> _EXCERPT PROVIDED_:
**********
Skip to main content

databricks.labs.dqx.llm.llm_utils

get_check_function_definitions

def get_check_function_definitions(
custom_check_functions: dict[str, Callable] | None = None
) -> list[dict[str, str]]

A utility function to get the definition of all check functions. This function is primarily used to generate a prompt for the LLM to generate check functions.

If provided, the function will use the custom check functions to resolve the check function. If not provided, the function will use only the built-in check functions.

Arguments:

  • custom_check_functions - A dictionary of custom check functions.

Returns:

  • list[dict] - A list of dictionaries, each containing the definition of a check function.

get_required_check_functions_definitions

def get_required_check_functions_definitions(
custom_check_functions: dict[str, Callable] | None = None
) -> list[dict[str, str]]

Extract only required function information (name and doc).

Returns:

list[dict[str, str]]: A list of dictionaries containing the required fields for each check function.

get_required_summary_stats

def get_required_summary_stats(
summary_stats: dict[str, Any]) -> dict[str, Any]

Filters the summary statistics to include only mean, min, and max values, which provide sufficient information for LLM-based rule generation while reducing token usage. Converts all values to JSON-serializable format.

Arguments:

  • summary_stats - Dictionary containing summary statistics for each column.

Returns:

  • dict - A dictionary containing the required fields for each summary stats with JSON-serializable values.
**********
> _DATA_:
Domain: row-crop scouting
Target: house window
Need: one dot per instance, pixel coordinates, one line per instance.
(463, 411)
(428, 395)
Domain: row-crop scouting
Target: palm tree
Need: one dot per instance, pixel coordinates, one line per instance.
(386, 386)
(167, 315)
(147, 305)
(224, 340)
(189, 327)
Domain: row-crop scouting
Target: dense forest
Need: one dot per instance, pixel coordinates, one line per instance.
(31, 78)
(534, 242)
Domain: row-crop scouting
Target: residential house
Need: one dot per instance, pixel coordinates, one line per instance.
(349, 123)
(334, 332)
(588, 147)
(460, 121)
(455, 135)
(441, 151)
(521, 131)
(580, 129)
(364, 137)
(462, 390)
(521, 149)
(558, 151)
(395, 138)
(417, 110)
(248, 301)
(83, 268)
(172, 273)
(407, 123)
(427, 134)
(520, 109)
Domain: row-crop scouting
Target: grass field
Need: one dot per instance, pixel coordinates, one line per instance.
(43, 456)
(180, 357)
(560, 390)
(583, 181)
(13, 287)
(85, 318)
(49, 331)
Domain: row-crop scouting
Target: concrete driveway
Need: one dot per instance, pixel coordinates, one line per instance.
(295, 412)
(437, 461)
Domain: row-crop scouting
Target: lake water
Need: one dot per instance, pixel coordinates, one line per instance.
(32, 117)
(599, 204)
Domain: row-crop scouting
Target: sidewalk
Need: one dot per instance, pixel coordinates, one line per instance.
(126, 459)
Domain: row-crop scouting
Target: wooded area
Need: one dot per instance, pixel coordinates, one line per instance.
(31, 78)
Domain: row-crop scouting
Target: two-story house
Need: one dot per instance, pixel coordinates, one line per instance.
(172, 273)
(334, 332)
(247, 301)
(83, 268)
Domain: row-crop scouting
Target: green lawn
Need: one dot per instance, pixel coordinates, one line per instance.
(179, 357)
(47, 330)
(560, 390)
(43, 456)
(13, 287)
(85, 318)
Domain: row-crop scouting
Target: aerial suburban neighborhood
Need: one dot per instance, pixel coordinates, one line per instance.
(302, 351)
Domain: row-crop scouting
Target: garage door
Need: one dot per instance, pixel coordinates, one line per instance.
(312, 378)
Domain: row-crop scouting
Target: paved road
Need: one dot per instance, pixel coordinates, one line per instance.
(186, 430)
**********
> _WHAT YOU NEED TO DO_:
• a. Rewrite the llm_utils documentation starting at "Skip to main" and ending at "built-in check functions.", replacing "built-in" with "default".
• b. Please continue the llm_utils documentation from where it stops.

> _RESPONSES PER TASK_:
• a.
Skip to main content

databricks.labs.dqx.llm.llm_utils

get_check_function_definitions

def get_check_function_definitions(
custom_check_functions: dict[str, Callable] | None = None
) -> list[dict[str, str]]

A utility function to get the definition of all check functions. This function is primarily used to generate a prompt for the LLM to generate check functions.

If provided, the function will use the custom check functions to resolve the check function. If not provided, the function will use only the default check functions.

• b.
create_optimizer_training_set

def create_optimizer_training_set(
custom_check_functions: dict[str, Callable] | None = None
) -> list[dspy.Example]

Get quality check training examples for the dspy optimizer.

Arguments:

  • custom_check_functions - A dictionary of custom check functions.

Returns:

  • list[dspy.Example] - A list of dspy.Example objects created from training examples.

create_optimizer_training_set_with_stats

def create_optimizer_training_set_with_stats(
custom_check_functions: dict[str, Callable] | None = None
) -> list[dspy.Example]

Get quality check training examples using data summary statistics for the dspy optimizer.

Arguments:

  • custom_check_functions - A dictionary of custom check functions.

Returns:

  • list[dspy.Example] - A list of dspy.Example objects created from training examples with stats.

get_column_metadata

def get_column_metadata(spark: SparkSession, input_config: InputConfig) -> str

Get the column metadata for a given table.

Arguments:

  • input_config InputConfig - Input configuration for the table.
  • spark SparkSession - The Spark session used to access the table.

Returns:

  • str - A JSON string containing the column metadata with columns wrapped in a "columns" key.